GOAL
From the listing below, extract every line that contains the word "stone".

DATASET ENTRIES
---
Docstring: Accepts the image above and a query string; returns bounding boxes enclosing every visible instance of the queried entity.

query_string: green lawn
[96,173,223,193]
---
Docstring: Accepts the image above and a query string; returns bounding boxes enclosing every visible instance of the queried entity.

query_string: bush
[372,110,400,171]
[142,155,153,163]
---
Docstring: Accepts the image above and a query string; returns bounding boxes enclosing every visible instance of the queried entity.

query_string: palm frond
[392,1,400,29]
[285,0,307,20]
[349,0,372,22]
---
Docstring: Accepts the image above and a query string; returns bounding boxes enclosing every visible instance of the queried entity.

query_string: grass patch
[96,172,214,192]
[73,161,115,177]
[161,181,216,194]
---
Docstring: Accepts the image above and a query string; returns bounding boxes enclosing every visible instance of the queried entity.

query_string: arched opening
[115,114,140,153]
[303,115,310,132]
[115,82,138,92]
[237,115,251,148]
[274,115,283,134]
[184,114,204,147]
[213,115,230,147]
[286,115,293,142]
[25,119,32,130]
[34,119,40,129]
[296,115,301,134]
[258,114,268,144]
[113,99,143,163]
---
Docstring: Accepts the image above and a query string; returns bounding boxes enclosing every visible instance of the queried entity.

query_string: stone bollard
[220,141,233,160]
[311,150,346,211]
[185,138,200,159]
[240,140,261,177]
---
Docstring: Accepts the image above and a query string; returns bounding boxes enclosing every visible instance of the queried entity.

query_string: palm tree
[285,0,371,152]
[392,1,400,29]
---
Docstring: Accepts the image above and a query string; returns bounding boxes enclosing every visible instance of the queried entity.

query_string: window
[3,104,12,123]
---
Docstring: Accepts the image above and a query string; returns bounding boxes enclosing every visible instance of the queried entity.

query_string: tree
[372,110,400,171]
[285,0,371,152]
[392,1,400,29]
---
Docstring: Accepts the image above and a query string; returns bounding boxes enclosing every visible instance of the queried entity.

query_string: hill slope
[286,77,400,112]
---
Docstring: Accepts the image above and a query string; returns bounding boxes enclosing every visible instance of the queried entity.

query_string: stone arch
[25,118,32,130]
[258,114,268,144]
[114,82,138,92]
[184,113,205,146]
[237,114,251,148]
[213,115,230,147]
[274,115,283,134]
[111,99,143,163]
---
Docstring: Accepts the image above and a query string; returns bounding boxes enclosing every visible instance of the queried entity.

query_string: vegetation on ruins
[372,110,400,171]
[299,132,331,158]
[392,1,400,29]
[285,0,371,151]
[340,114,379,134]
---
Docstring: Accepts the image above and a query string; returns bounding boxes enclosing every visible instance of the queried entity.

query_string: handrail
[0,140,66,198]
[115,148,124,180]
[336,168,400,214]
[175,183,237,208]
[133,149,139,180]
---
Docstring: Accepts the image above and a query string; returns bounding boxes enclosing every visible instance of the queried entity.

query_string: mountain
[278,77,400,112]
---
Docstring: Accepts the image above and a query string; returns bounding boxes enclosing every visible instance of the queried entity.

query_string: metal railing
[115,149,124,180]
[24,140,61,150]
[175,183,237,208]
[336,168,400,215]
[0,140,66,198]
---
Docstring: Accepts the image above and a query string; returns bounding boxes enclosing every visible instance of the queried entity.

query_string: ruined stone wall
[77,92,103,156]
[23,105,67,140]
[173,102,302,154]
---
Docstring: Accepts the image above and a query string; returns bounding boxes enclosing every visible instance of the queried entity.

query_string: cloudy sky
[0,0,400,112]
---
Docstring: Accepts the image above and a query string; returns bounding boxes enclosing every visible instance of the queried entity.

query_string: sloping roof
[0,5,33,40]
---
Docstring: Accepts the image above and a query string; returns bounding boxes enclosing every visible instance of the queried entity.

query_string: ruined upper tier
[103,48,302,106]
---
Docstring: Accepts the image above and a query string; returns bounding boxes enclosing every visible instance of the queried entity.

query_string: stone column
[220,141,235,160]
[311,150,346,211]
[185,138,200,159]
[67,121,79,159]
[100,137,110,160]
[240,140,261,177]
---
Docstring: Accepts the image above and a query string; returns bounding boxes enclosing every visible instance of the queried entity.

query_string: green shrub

WRITTEN ANSWER
query_string: stone bollard
query_string: stone arch
query_string: ruined stone wall
query_string: stone column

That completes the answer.